Problem:
Reproduce the records below character for character, omitting the pictures.

++++++++++

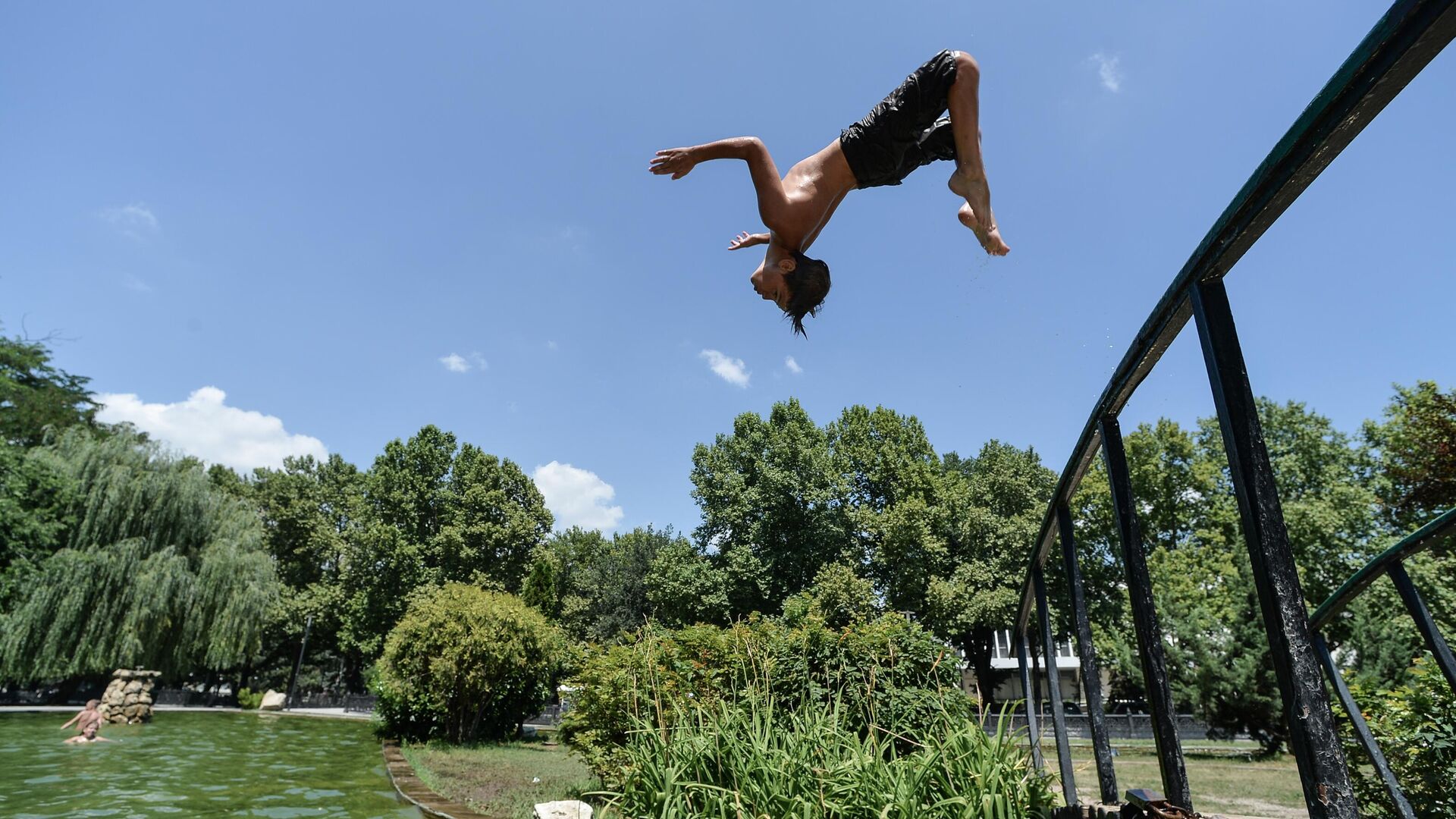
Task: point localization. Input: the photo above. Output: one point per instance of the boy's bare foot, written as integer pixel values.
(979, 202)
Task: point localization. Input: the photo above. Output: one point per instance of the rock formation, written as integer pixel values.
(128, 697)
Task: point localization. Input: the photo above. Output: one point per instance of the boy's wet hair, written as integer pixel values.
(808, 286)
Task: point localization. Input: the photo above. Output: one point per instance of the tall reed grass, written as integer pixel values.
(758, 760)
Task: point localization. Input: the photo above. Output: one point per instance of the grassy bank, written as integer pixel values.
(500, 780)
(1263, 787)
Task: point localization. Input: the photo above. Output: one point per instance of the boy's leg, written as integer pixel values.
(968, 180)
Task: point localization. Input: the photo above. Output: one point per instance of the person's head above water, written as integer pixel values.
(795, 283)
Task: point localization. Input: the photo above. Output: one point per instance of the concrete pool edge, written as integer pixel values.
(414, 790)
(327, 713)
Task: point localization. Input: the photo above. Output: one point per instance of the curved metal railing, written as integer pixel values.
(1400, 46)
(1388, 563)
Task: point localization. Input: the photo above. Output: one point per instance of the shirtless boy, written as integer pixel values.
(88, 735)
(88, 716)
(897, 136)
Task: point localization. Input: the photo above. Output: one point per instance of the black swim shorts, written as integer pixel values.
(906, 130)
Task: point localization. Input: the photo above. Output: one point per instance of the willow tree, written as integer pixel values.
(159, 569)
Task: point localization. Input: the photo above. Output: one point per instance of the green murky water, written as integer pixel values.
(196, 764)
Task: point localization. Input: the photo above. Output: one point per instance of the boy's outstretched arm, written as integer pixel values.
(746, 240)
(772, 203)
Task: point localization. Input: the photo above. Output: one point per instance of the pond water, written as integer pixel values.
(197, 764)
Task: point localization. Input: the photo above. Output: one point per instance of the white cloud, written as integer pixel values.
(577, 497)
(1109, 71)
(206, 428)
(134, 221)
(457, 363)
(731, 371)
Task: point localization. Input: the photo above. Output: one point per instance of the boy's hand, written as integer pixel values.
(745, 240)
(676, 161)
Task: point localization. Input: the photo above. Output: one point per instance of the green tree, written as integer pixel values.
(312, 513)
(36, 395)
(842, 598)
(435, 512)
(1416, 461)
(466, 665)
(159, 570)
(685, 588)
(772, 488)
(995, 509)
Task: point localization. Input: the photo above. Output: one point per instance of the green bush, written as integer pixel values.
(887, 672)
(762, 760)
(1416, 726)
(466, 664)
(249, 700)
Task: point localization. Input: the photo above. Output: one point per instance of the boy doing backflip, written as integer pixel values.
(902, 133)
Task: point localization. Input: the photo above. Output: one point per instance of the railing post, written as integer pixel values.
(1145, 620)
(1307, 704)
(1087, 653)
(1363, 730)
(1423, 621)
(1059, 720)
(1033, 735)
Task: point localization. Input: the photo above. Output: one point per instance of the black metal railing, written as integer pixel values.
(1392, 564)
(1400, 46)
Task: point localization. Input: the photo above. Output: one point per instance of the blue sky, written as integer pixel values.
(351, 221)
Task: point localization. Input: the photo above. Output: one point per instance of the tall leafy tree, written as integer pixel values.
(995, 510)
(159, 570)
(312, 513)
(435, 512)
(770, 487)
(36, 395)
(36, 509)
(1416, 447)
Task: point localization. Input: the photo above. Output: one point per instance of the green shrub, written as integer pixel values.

++++++++++

Finished answer:
Task: point localization. Input: the photo above. Output: one point per instance of the boy's bare foot, written as integer pixel values.
(979, 202)
Task: point localization. Input: the photo above. Output: one point per instance of the rock formation, written as integer pixel values.
(128, 697)
Task: point localization. Input: the photo above. Output: one point per instance of the boy's wet hair, written as integer pixel values.
(808, 286)
Task: point localization. Input: the photo above. Output: one point per instance of the tall reed grass, written as integer pixel values.
(758, 760)
Task: point localization. Input: the photo above. Output: one point per instance of the grassy bank, written as integer pixel values.
(500, 780)
(1263, 787)
Task: point localization. Input: the photo above. Output: one point per instance of the boy's leg, written as integer pixel values.
(968, 180)
Task: point localization. Input: the photo above. Output: one point per instance of the person's head above water, written as integer pixel values.
(795, 283)
Task: point localization. Input: the photo above. Output: one point per instance of the concrete pool edge, written as integer pixel values.
(414, 790)
(327, 713)
Task: point localization. Input: the photo above. Output: one point per instance of the curved metal railing, written as integer pixel values.
(1400, 46)
(1388, 563)
Task: point localization. Input: the photo above. Output: one point per instance of the shirtless boy, written as integer pixel values.
(88, 735)
(88, 716)
(897, 136)
Task: point localization. Input: the photo above. Output: one point per instance of the black swim shorts, written as integer pixel values.
(906, 130)
Task: point localization. Input: the photo above. Output: one point per instance of the willow tree, written as integer pixel values.
(159, 569)
Task: point localization. Input: the photo above. Output: one point per instance of the green murky water, written as integer pixel values.
(196, 764)
Task: point localization. Input: the photo above. Output: one point per instance of the boy's outstretched arm, written as integer pixel values.
(746, 240)
(772, 203)
Task: point localization. Input: the photo above. Output: one point per instance of the pond water, written as integer pixel values.
(197, 764)
Task: point localization. Input: the photo above. Output: one point per instance of the white cloud, written as integer pixel values.
(577, 497)
(1109, 71)
(206, 428)
(134, 221)
(457, 363)
(731, 371)
Task: point localization. Input: the photo above. Output: one point per instance of the boy's hand, written as integer pixel values.
(745, 240)
(676, 161)
Task: point localization. Input: the photo above. Output: one point per instance of the green tree, written as integer pixel values.
(312, 513)
(36, 395)
(842, 598)
(435, 512)
(1416, 461)
(466, 665)
(159, 570)
(685, 588)
(772, 488)
(995, 509)
Task: point localization. Input: the photo above. Output: one point per instance of the green bush, written as integer pixel values.
(887, 672)
(762, 760)
(1416, 726)
(466, 664)
(249, 700)
Task: point localization. Input: the photo above. Output: one point per instance of the boy doing backflip, written as integer pixel values.
(902, 133)
Task: point localization. Input: the photo above. Output: one point per instance of the railing post, written as integer pixel values.
(1145, 620)
(1307, 704)
(1087, 653)
(1363, 730)
(1423, 621)
(1059, 720)
(1033, 735)
Task: point localization. Input: the photo above. Output: one point per instance of the black metal railing, written as integer pixel values.
(1392, 564)
(1400, 46)
Task: point localization. Input: the photo above. Output: one point per instance of the blue sky, written as integer pixel values.
(351, 221)
Task: point localization. Input: the photo above. Output: one point per instance of the tall leafy tree, written as integer pixel values.
(995, 510)
(159, 570)
(312, 513)
(435, 512)
(770, 487)
(36, 395)
(36, 509)
(1416, 447)
Task: point localization. Input: the photo above. Output: one point per instance of the green shrub, written as integer pixel values.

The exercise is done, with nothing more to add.